**Consigne:**
Combien de lignes des enregistrements contiennent la chaîne « wall » ? Comptez en respectant la casse et donnez uniquement le nombre.

**Données fournies:**
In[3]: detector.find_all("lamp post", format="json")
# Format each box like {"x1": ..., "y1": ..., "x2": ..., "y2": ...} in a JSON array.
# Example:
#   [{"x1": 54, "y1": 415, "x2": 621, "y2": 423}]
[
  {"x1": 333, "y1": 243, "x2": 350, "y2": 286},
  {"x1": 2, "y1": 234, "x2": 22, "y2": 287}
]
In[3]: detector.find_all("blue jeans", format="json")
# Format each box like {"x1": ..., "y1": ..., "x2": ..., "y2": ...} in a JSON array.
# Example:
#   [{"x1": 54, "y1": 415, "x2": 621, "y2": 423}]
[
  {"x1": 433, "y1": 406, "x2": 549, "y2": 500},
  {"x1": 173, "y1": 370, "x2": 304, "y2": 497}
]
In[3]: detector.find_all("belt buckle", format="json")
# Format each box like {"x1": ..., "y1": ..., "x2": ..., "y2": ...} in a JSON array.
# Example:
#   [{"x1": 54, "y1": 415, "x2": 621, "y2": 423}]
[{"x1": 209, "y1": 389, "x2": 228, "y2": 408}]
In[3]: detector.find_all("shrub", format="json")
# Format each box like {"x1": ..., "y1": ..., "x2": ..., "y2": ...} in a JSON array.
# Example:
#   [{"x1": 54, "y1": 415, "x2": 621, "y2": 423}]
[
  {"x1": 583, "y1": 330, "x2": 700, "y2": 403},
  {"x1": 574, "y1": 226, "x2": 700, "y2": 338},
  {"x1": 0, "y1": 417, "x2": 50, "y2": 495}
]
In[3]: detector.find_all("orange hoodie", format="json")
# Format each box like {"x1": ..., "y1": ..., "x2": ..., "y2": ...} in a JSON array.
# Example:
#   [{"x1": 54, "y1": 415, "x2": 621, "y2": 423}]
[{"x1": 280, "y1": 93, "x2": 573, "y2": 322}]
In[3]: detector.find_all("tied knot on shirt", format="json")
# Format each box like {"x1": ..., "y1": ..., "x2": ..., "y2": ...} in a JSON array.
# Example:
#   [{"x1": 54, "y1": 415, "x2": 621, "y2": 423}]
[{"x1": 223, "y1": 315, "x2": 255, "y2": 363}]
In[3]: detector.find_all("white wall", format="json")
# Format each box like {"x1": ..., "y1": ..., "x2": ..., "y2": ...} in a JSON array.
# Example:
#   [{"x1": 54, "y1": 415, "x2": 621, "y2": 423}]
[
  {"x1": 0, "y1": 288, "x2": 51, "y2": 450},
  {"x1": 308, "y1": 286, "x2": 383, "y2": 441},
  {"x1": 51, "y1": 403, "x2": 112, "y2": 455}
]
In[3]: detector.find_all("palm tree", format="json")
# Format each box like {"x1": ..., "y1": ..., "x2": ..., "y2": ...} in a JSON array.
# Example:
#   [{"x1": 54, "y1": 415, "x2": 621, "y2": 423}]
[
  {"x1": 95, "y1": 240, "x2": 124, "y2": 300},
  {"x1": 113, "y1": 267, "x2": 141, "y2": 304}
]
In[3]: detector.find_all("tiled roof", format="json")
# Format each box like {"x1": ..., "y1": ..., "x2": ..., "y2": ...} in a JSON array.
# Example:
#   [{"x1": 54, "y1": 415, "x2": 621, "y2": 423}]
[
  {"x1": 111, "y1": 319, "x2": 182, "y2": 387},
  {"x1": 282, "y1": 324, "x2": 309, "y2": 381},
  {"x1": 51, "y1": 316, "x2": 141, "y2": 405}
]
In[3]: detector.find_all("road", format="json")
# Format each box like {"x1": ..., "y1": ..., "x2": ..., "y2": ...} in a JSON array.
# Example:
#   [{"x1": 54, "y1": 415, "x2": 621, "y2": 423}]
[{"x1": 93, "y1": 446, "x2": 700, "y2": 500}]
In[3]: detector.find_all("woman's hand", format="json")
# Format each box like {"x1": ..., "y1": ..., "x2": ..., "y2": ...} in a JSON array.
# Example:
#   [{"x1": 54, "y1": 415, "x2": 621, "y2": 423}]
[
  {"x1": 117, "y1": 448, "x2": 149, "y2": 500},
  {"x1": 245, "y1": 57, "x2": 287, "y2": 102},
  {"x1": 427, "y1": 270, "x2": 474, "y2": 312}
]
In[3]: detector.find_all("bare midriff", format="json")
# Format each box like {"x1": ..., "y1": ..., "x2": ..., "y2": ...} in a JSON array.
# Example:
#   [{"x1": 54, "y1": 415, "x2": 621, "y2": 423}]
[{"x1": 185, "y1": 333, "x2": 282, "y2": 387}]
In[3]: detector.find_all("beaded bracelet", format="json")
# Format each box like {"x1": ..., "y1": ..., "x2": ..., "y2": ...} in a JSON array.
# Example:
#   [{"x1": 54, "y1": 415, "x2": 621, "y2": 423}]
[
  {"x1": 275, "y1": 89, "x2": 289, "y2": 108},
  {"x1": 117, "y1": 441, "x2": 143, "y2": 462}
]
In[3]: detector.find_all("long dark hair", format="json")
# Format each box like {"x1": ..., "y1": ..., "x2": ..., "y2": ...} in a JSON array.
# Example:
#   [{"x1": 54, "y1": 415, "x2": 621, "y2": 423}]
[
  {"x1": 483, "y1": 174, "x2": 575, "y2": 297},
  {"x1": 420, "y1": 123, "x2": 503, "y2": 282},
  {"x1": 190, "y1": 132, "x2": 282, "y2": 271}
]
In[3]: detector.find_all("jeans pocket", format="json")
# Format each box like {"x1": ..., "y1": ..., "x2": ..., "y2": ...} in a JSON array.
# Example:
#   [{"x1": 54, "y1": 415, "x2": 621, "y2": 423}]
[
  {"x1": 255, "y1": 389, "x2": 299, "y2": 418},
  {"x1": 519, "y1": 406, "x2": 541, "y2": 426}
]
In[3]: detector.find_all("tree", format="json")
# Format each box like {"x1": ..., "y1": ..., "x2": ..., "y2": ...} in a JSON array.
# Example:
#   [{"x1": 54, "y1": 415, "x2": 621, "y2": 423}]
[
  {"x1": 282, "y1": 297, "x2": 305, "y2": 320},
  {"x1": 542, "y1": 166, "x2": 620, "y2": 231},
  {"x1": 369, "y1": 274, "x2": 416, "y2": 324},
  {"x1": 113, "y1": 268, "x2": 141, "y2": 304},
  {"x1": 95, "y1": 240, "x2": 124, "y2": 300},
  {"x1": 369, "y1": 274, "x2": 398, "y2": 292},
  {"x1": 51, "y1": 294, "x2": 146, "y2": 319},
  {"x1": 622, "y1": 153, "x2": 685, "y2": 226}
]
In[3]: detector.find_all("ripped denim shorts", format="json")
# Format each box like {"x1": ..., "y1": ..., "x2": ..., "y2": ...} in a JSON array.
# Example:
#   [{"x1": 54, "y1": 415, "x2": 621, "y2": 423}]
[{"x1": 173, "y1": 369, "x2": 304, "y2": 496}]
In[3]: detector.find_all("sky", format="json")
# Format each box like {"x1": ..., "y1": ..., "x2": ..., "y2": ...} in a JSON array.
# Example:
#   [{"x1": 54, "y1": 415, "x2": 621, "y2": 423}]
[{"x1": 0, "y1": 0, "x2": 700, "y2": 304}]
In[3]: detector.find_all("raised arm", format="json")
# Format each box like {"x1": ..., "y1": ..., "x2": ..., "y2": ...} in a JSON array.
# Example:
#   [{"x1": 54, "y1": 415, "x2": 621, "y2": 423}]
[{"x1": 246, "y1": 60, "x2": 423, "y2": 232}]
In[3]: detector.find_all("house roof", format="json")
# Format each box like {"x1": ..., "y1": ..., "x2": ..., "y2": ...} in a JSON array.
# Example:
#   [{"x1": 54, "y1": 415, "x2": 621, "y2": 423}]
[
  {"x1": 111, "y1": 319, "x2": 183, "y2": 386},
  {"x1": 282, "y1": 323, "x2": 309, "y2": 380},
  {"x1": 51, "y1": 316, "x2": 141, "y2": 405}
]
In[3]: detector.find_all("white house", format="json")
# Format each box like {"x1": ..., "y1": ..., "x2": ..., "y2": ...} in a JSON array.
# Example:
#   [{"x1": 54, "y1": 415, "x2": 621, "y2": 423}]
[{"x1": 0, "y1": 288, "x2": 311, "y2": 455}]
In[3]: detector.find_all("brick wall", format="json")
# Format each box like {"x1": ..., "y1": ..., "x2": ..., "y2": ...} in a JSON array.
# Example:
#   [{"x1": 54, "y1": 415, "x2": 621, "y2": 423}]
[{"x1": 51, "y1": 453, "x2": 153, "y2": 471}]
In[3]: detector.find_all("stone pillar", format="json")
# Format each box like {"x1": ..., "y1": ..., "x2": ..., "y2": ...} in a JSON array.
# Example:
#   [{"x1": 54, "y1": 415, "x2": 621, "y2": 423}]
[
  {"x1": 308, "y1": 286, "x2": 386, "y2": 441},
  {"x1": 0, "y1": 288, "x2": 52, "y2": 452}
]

**Réponse rédigée:**
2